━━ Extrait du texte

Damnation And A Day avait introduit une puissance symphonique salvatrice dans la musique de Cradle Of Filth, mais avec Nymphetamine le tout était retombé comme un soufflé. Cet album ne faisait que prouver ce qu'on savait déjà à savoir que le groupe est aujourd'hui capable de lier tous les styles de métal à sa formule de base. Après (encore) un changement de guitariste et un départ de claviériste au passage pour ne pas perdre les bonnes habitudes, Thornography arrivait en fin d'année dernière alors qu'on ne savait pas trop quoi espérer du groupe. Voici ce qui en ressort aujourd'hui...
On ne sait toujours pas au moment où j'écris s'il refera un jour partie d'Anthrax, mais Rob Caggiano a de toute façon de l'avenir devant lui en tant que producteur. Une carte de visite telle que la prod de ce Thornography devrait lui valoir d'autres contrats à l'avenir! Grâce à ce son massif et gras les guitares prennent franchement le dessus, et le riff furieux qui suit la bonne intro en harmonies de "Dirge Inferno" montre que le groupe a clairement envie d'en découdre. On peut même discerner la basse, ce qui est franchement peu commun dans un disque de Cradle. La première impression à l'écoute du disque est donc que le groupe a décidé de faire parler la poudre.

━━━━
━━ Données d'entrée

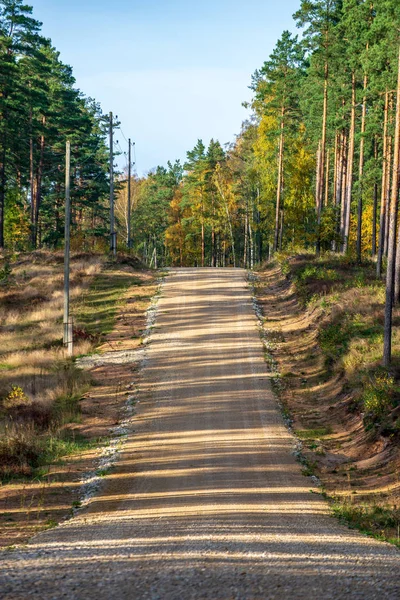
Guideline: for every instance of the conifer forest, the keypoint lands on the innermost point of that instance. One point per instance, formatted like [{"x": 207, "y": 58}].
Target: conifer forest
[{"x": 132, "y": 306}]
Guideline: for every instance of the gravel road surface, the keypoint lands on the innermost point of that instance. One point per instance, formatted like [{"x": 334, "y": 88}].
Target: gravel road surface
[{"x": 207, "y": 500}]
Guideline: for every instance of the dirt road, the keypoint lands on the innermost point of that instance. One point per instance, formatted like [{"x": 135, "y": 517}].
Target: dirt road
[{"x": 207, "y": 500}]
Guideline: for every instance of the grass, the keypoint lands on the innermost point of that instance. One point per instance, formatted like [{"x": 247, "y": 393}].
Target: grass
[
  {"x": 350, "y": 332},
  {"x": 313, "y": 434},
  {"x": 379, "y": 521},
  {"x": 343, "y": 401},
  {"x": 97, "y": 310}
]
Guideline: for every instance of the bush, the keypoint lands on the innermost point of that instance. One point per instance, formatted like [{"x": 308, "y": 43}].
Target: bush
[
  {"x": 16, "y": 398},
  {"x": 378, "y": 396}
]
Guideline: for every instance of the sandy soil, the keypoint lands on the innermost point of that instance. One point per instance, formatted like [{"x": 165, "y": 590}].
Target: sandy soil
[
  {"x": 27, "y": 507},
  {"x": 207, "y": 500}
]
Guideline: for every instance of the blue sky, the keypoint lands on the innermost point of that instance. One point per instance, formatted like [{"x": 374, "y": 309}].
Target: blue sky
[{"x": 172, "y": 70}]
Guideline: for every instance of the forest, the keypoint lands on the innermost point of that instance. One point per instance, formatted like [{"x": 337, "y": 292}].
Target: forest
[
  {"x": 314, "y": 167},
  {"x": 305, "y": 198}
]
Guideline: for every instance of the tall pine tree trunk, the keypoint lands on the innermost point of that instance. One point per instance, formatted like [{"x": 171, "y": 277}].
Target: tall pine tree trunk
[
  {"x": 2, "y": 190},
  {"x": 350, "y": 160},
  {"x": 361, "y": 174},
  {"x": 375, "y": 204},
  {"x": 385, "y": 172},
  {"x": 328, "y": 165},
  {"x": 343, "y": 187},
  {"x": 320, "y": 189},
  {"x": 387, "y": 344},
  {"x": 280, "y": 178}
]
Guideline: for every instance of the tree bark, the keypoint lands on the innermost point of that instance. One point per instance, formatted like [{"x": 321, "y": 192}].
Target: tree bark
[
  {"x": 361, "y": 174},
  {"x": 375, "y": 204},
  {"x": 387, "y": 344},
  {"x": 2, "y": 190},
  {"x": 343, "y": 187},
  {"x": 350, "y": 160},
  {"x": 280, "y": 178},
  {"x": 383, "y": 211}
]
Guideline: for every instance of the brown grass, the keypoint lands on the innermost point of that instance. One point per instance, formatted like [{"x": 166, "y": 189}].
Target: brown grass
[{"x": 326, "y": 320}]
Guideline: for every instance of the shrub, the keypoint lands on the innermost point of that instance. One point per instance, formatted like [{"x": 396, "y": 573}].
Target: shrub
[
  {"x": 16, "y": 398},
  {"x": 378, "y": 396}
]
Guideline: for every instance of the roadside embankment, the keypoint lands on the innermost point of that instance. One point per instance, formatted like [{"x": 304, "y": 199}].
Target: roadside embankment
[{"x": 323, "y": 318}]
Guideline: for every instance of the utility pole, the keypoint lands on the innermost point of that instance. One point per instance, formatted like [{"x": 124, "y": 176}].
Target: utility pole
[
  {"x": 113, "y": 241},
  {"x": 129, "y": 193},
  {"x": 68, "y": 337}
]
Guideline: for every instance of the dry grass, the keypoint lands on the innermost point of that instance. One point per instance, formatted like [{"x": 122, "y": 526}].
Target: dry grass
[
  {"x": 32, "y": 357},
  {"x": 324, "y": 318}
]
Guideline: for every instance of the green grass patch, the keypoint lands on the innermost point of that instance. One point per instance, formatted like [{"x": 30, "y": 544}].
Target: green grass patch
[
  {"x": 97, "y": 311},
  {"x": 313, "y": 434},
  {"x": 380, "y": 522}
]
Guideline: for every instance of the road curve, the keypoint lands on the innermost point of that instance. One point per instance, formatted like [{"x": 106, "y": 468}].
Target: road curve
[{"x": 207, "y": 500}]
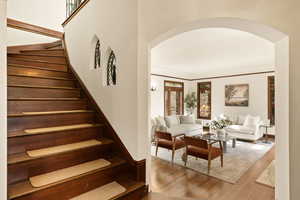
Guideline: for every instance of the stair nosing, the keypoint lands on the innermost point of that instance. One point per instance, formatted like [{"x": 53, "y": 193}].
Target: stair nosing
[
  {"x": 42, "y": 87},
  {"x": 45, "y": 99},
  {"x": 23, "y": 54},
  {"x": 35, "y": 67},
  {"x": 43, "y": 77},
  {"x": 104, "y": 141},
  {"x": 113, "y": 165},
  {"x": 41, "y": 50},
  {"x": 39, "y": 61},
  {"x": 54, "y": 131},
  {"x": 25, "y": 114}
]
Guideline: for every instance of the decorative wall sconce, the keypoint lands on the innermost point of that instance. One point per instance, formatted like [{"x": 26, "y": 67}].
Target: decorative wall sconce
[
  {"x": 111, "y": 69},
  {"x": 153, "y": 87},
  {"x": 97, "y": 55}
]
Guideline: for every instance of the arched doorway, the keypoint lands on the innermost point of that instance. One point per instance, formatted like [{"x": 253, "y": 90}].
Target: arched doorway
[{"x": 281, "y": 43}]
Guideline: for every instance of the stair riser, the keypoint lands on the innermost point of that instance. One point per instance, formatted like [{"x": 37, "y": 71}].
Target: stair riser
[
  {"x": 73, "y": 188},
  {"x": 38, "y": 64},
  {"x": 13, "y": 70},
  {"x": 58, "y": 52},
  {"x": 26, "y": 143},
  {"x": 44, "y": 106},
  {"x": 16, "y": 80},
  {"x": 58, "y": 60},
  {"x": 20, "y": 92},
  {"x": 22, "y": 171},
  {"x": 31, "y": 122},
  {"x": 136, "y": 195}
]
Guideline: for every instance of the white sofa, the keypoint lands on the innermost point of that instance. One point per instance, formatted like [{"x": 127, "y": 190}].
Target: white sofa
[
  {"x": 177, "y": 124},
  {"x": 246, "y": 128}
]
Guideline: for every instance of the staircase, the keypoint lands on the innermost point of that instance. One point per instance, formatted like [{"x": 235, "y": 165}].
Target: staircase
[{"x": 60, "y": 145}]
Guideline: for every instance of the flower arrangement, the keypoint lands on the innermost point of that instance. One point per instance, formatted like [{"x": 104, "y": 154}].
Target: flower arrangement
[
  {"x": 220, "y": 124},
  {"x": 191, "y": 102}
]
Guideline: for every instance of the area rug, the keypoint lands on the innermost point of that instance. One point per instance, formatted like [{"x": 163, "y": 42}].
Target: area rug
[
  {"x": 268, "y": 176},
  {"x": 236, "y": 161}
]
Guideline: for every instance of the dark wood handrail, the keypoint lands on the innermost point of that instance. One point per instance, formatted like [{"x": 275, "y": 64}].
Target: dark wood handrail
[
  {"x": 75, "y": 12},
  {"x": 12, "y": 23}
]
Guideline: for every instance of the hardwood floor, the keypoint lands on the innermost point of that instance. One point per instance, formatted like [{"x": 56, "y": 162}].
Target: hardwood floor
[{"x": 176, "y": 181}]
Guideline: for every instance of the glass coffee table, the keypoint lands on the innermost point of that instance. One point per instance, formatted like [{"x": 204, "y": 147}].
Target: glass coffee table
[{"x": 224, "y": 138}]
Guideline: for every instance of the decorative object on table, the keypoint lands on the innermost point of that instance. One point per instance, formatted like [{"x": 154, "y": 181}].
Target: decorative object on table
[
  {"x": 190, "y": 102},
  {"x": 111, "y": 69},
  {"x": 97, "y": 61},
  {"x": 237, "y": 95},
  {"x": 219, "y": 124},
  {"x": 204, "y": 98}
]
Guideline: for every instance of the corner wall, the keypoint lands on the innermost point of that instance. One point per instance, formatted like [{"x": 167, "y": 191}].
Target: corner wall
[
  {"x": 46, "y": 13},
  {"x": 3, "y": 114},
  {"x": 114, "y": 22}
]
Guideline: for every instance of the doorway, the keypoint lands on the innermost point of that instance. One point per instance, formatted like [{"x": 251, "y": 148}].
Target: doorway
[{"x": 174, "y": 93}]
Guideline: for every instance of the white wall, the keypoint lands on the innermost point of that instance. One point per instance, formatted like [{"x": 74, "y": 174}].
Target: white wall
[
  {"x": 3, "y": 135},
  {"x": 45, "y": 13},
  {"x": 115, "y": 24},
  {"x": 157, "y": 97},
  {"x": 258, "y": 96}
]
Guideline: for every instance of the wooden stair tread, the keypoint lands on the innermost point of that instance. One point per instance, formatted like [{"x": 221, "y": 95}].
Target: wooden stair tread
[
  {"x": 37, "y": 131},
  {"x": 43, "y": 77},
  {"x": 24, "y": 157},
  {"x": 24, "y": 187},
  {"x": 34, "y": 50},
  {"x": 34, "y": 60},
  {"x": 67, "y": 173},
  {"x": 106, "y": 192},
  {"x": 33, "y": 67},
  {"x": 43, "y": 99},
  {"x": 63, "y": 148},
  {"x": 49, "y": 113},
  {"x": 43, "y": 87},
  {"x": 41, "y": 55}
]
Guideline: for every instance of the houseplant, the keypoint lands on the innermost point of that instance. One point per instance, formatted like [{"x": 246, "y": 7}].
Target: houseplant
[{"x": 190, "y": 102}]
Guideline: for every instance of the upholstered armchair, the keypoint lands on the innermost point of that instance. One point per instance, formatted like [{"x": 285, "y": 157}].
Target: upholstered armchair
[
  {"x": 202, "y": 149},
  {"x": 167, "y": 141}
]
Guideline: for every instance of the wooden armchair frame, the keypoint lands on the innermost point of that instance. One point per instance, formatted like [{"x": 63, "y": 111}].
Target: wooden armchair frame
[
  {"x": 206, "y": 147},
  {"x": 165, "y": 136}
]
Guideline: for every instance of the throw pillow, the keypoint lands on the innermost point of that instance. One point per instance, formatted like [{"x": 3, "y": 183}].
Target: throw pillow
[
  {"x": 251, "y": 121},
  {"x": 241, "y": 119},
  {"x": 160, "y": 121},
  {"x": 172, "y": 120},
  {"x": 188, "y": 119}
]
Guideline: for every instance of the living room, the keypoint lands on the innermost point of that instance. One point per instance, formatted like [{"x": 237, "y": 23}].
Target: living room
[{"x": 231, "y": 97}]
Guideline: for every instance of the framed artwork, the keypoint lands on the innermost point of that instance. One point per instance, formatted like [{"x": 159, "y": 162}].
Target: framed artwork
[
  {"x": 237, "y": 95},
  {"x": 204, "y": 100}
]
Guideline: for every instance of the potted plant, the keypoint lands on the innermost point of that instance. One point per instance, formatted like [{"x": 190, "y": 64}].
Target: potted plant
[
  {"x": 190, "y": 102},
  {"x": 219, "y": 124}
]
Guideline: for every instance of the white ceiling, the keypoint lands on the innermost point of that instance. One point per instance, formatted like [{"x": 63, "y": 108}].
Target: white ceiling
[{"x": 212, "y": 52}]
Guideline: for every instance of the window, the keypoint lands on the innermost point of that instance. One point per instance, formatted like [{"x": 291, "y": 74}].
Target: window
[
  {"x": 204, "y": 100},
  {"x": 174, "y": 94}
]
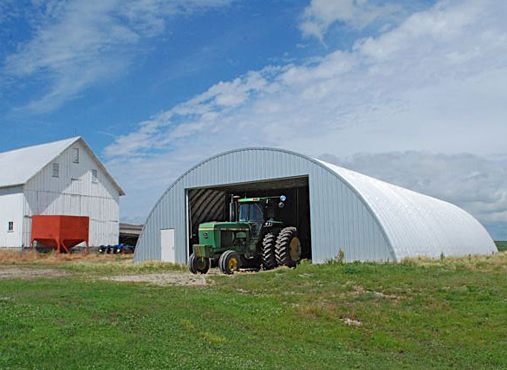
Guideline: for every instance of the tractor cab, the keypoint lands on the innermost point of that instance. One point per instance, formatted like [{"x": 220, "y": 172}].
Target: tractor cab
[
  {"x": 254, "y": 236},
  {"x": 254, "y": 211}
]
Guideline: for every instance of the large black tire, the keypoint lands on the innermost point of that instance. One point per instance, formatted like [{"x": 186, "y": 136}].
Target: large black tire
[
  {"x": 229, "y": 262},
  {"x": 288, "y": 247},
  {"x": 268, "y": 256},
  {"x": 198, "y": 265}
]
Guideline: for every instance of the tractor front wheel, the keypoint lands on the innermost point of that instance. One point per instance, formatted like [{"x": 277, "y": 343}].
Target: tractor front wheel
[
  {"x": 268, "y": 257},
  {"x": 288, "y": 247},
  {"x": 198, "y": 265},
  {"x": 229, "y": 262}
]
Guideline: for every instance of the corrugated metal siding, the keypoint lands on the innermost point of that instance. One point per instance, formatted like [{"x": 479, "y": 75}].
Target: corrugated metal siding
[
  {"x": 419, "y": 225},
  {"x": 74, "y": 193},
  {"x": 339, "y": 218}
]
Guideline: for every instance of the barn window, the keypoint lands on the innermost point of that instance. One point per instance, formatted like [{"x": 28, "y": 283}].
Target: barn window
[
  {"x": 56, "y": 169},
  {"x": 75, "y": 157}
]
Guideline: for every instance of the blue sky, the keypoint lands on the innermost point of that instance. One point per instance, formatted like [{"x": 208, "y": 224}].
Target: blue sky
[{"x": 412, "y": 92}]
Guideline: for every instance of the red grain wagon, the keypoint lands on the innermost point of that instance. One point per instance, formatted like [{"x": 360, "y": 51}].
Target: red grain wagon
[{"x": 60, "y": 233}]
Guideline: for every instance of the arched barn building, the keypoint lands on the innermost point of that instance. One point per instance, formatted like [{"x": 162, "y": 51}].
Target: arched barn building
[{"x": 333, "y": 208}]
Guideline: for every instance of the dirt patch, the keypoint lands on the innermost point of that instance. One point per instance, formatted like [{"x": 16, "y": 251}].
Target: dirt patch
[
  {"x": 166, "y": 278},
  {"x": 10, "y": 273}
]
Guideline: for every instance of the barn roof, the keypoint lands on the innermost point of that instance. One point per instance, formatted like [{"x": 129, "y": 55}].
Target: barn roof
[{"x": 18, "y": 166}]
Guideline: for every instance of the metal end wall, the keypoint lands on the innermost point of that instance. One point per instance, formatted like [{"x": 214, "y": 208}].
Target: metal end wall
[{"x": 345, "y": 213}]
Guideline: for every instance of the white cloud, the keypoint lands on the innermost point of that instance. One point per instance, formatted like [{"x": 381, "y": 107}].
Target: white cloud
[
  {"x": 477, "y": 184},
  {"x": 80, "y": 43},
  {"x": 320, "y": 15},
  {"x": 437, "y": 82}
]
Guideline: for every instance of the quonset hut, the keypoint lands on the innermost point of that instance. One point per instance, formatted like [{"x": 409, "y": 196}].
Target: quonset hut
[{"x": 333, "y": 208}]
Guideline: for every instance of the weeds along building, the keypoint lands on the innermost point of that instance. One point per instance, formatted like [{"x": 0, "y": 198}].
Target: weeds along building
[
  {"x": 59, "y": 178},
  {"x": 334, "y": 209}
]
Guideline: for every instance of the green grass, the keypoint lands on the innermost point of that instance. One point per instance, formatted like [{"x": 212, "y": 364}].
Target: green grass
[{"x": 422, "y": 314}]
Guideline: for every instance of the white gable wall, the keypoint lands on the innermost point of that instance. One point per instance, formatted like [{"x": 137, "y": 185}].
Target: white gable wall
[
  {"x": 11, "y": 205},
  {"x": 73, "y": 193}
]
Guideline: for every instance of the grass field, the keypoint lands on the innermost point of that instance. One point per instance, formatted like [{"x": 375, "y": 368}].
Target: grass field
[{"x": 449, "y": 313}]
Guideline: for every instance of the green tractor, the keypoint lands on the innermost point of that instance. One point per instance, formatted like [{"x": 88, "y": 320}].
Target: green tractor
[{"x": 252, "y": 238}]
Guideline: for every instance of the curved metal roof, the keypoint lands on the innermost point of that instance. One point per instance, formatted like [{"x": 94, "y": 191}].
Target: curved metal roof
[
  {"x": 371, "y": 219},
  {"x": 417, "y": 224}
]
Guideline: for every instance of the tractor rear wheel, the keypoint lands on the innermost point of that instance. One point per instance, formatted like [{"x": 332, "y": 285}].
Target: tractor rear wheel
[
  {"x": 268, "y": 257},
  {"x": 198, "y": 265},
  {"x": 288, "y": 247},
  {"x": 229, "y": 262}
]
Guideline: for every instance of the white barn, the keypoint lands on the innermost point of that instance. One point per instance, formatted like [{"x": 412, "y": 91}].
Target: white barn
[{"x": 58, "y": 178}]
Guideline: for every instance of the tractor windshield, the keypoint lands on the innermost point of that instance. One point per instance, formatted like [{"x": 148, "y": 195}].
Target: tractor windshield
[{"x": 251, "y": 212}]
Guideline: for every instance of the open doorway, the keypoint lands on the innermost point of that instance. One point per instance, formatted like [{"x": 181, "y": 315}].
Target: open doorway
[{"x": 212, "y": 204}]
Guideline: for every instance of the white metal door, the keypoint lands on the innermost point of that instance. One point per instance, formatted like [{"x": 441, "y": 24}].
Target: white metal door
[{"x": 167, "y": 245}]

━━━━

*Vos tâches*:
1. Relevez tous les albums de Cradle Of Filth cités dans la critique musicale.
2. Comptez les lignes qui contiennent le mot "nosing" et indiquez uniquement ce nombre.
Les lignes n'ont aucun rapport avec le texte.

*Réponses par tâche*:
1. Damnation And A Day, Nymphetamine, Thornography

2. 2